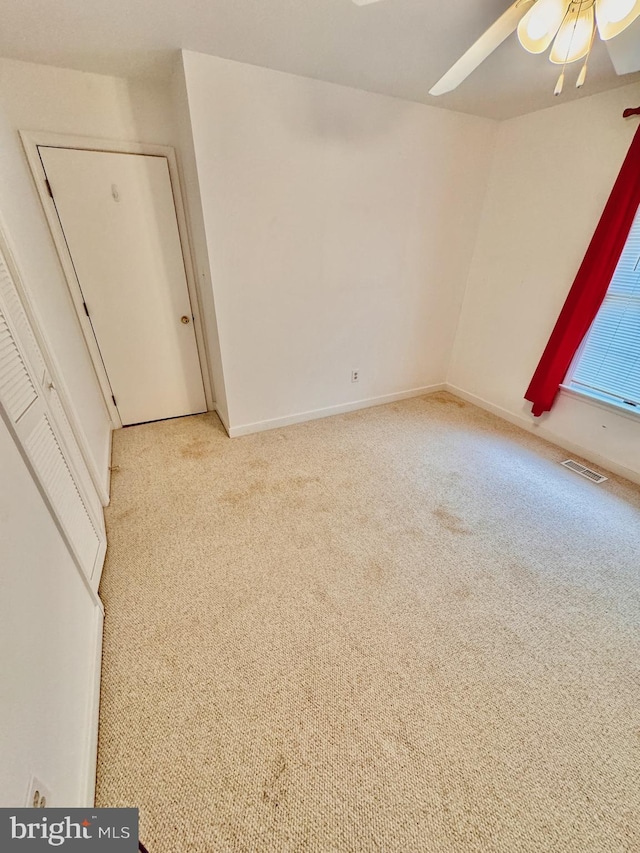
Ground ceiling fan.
[353,0,640,95]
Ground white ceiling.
[0,0,640,118]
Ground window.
[565,201,640,414]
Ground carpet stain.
[180,438,213,459]
[369,560,387,581]
[451,584,473,601]
[432,506,471,536]
[220,480,267,507]
[262,755,287,808]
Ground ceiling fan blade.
[429,0,535,95]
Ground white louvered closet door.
[0,243,106,589]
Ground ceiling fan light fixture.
[596,0,640,41]
[518,0,568,53]
[549,0,595,65]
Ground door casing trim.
[19,130,215,429]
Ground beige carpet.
[97,394,640,853]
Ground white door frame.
[20,130,215,429]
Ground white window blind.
[570,203,640,411]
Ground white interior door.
[0,240,107,589]
[38,146,206,425]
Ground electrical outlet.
[25,776,51,809]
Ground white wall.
[170,54,229,429]
[183,52,495,434]
[448,84,640,479]
[0,59,182,492]
[0,417,100,807]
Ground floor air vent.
[562,459,609,483]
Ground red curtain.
[524,127,640,417]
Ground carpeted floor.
[97,393,640,853]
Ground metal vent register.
[561,459,609,483]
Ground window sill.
[560,385,640,423]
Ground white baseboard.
[445,383,640,483]
[78,602,104,807]
[223,383,445,438]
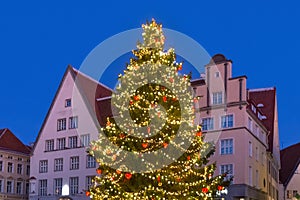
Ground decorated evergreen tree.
[86,20,229,199]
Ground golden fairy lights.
[86,20,230,200]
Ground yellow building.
[0,129,30,200]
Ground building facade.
[30,66,111,200]
[280,143,300,200]
[192,54,280,200]
[0,129,30,200]
[29,54,280,200]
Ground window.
[7,162,13,173]
[57,118,67,131]
[248,141,253,157]
[45,140,54,151]
[17,164,23,174]
[69,116,78,129]
[70,177,79,194]
[86,176,93,190]
[251,104,256,113]
[86,155,96,168]
[70,156,79,169]
[39,160,48,173]
[69,136,77,148]
[16,181,22,194]
[221,115,233,128]
[65,99,72,107]
[56,138,66,150]
[220,164,233,183]
[254,124,259,137]
[26,165,30,175]
[248,166,253,186]
[220,139,233,155]
[248,117,252,131]
[202,118,214,131]
[39,179,47,196]
[6,181,13,193]
[0,180,4,192]
[54,158,64,171]
[254,170,259,188]
[255,147,259,161]
[25,182,29,194]
[212,92,223,105]
[53,178,62,195]
[80,134,90,147]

• [What is needed]: Swap every "window" in the records for "pane" and write the records out again with nothing else changed. Leave out the pictures.

• [Written solution]:
Ground ceiling fan.
[353,0,640,95]
Ground white ceiling.
[0,0,640,118]
Ground pane.
[565,201,640,414]
Ground carpet stain.
[180,438,213,459]
[369,560,387,581]
[451,584,473,601]
[432,506,471,536]
[220,480,267,507]
[262,755,287,808]
Ground ceiling fan blade.
[429,0,535,95]
Ground white louvered closet door.
[0,243,106,589]
Ground ceiling fan light fixture.
[596,0,640,41]
[518,0,568,53]
[549,0,595,65]
Ground door casing trim.
[19,130,215,429]
Ground beige carpet.
[97,394,640,853]
Ground white door frame.
[20,130,215,429]
Ground white pane blind.
[570,203,640,411]
Ground white interior door.
[0,240,107,589]
[38,146,206,425]
Ground electrical outlet.
[25,776,51,809]
Ground white wall.
[170,54,229,429]
[183,52,495,434]
[448,84,640,479]
[0,59,182,492]
[0,417,100,807]
Ground floor air vent.
[562,459,609,483]
Ground red curtain.
[524,127,640,417]
Ground carpeted floor.
[97,393,640,853]
Ground metal vent register.
[561,459,609,483]
Ground pane sill.
[560,385,640,423]
Ground white baseboard.
[445,383,640,483]
[78,602,104,807]
[223,383,445,438]
Ground decorated evergreen tree.
[86,20,229,199]
Ground golden fairy lights.
[86,20,230,200]
Ground yellow building.
[0,129,30,200]
Ground building facade.
[30,66,111,200]
[280,143,300,200]
[192,54,280,200]
[0,129,30,200]
[29,54,280,200]
Ground pane.
[7,162,13,173]
[57,118,67,131]
[248,141,253,157]
[45,140,54,151]
[17,164,23,174]
[69,116,78,129]
[70,177,79,194]
[86,176,93,190]
[251,104,256,113]
[86,155,96,168]
[70,156,79,169]
[39,160,48,173]
[69,136,77,148]
[16,181,22,194]
[221,115,233,128]
[65,99,72,107]
[56,138,66,150]
[220,164,233,183]
[254,124,259,137]
[26,165,30,175]
[248,166,253,186]
[220,139,233,155]
[248,117,252,131]
[202,118,214,131]
[39,179,47,196]
[6,181,13,193]
[0,180,4,192]
[54,158,64,171]
[254,170,259,188]
[255,147,259,161]
[25,182,29,194]
[212,92,223,105]
[53,178,62,195]
[80,134,90,147]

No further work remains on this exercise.